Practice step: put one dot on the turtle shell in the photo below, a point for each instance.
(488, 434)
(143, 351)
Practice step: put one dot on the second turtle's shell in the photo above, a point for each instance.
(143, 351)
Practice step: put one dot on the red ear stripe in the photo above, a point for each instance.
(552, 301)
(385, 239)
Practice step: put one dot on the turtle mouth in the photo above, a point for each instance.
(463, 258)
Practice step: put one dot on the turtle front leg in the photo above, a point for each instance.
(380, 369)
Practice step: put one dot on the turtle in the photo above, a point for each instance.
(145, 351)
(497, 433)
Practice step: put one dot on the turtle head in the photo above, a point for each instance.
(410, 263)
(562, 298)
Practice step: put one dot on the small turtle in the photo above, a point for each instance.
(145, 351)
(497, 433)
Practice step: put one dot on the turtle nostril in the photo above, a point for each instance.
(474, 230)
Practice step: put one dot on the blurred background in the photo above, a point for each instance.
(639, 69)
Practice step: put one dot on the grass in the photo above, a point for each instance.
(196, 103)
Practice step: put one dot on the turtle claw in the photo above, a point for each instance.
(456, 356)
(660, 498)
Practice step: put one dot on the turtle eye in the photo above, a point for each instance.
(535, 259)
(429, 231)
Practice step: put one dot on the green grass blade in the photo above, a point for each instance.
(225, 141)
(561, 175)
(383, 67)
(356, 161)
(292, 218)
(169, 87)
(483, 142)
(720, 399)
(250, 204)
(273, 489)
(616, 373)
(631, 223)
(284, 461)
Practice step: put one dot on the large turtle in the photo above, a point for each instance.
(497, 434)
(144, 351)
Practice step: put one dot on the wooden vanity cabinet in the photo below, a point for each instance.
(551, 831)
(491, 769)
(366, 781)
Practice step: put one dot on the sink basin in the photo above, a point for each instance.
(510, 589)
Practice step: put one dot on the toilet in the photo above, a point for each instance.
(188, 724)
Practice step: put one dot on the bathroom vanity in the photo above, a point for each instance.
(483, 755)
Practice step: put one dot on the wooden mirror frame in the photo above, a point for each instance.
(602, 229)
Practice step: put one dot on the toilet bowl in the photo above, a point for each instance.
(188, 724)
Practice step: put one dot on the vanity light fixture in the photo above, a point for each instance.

==*==

▸ WHAT THE EXERCISE ASKS
Set down the full listing once more, exactly as written.

▸ REPLY
Practice step: put one dot on the turtle shell in the photo below, a point for each instance.
(488, 434)
(143, 351)
Practice step: put one dot on the second turtle's shell in the photo above, a point for each instance.
(143, 351)
Practice step: put one dot on the red ear stripe in the photo above, a point for each instance.
(552, 301)
(385, 239)
Practice step: put one dot on the turtle mouth in the photo above, a point for each instance.
(463, 258)
Practice step: put one dot on the turtle front leg in the photo above, a point for each instance.
(380, 369)
Practice step: put one dot on the turtle in the photo above, a point for each instance.
(145, 351)
(497, 433)
Practice step: put one dot on the turtle head in the photo above, a point for each instance.
(410, 263)
(562, 298)
Practice step: put one dot on the small turtle in the photo above, a point for each instance.
(145, 351)
(497, 433)
Practice step: put one dot on the turtle nostril in the photo above, a point for each instance.
(474, 230)
Practice step: put one dot on the blurred background in the photo above, a point for each instance.
(639, 69)
Practice step: put one dot on the grass in the photo above, a point for each instance.
(196, 103)
Practice step: put one dot on the turtle claw in the photo above, a point for each instance.
(456, 356)
(660, 498)
Practice step: put one dot on the turtle eye in the photo above, a point for each instance.
(535, 259)
(429, 231)
Practice step: put one dot on the green grass blade in the photo above, a point for each instance.
(225, 141)
(561, 175)
(383, 67)
(356, 161)
(292, 218)
(169, 87)
(483, 142)
(720, 399)
(250, 204)
(273, 489)
(616, 373)
(631, 223)
(284, 461)
Practice step: put one dot on the large turtle in the photo above, a point for each instance.
(497, 434)
(144, 351)
Practice step: put one dot on the wooden vanity cabinet in the photo below, a point for each instance.
(551, 831)
(491, 769)
(366, 781)
Practice step: put one dot on the sink basin in the photo above, a point for each instance.
(510, 589)
Practice step: put one dot on the toilet in the photo above, a point for each instance.
(188, 724)
Practice step: put one dot on the bathroom vanity in the photo above, a point for each instance.
(483, 755)
Practice step: put one dot on the wooden mirror frame in the photo above, a point for each instance.
(602, 229)
Practice step: put one dot on the toilet bowl in the photo above, a point for each instance.
(188, 724)
Practice step: put one dot on the vanity light fixture in the photo above, a point for each instance.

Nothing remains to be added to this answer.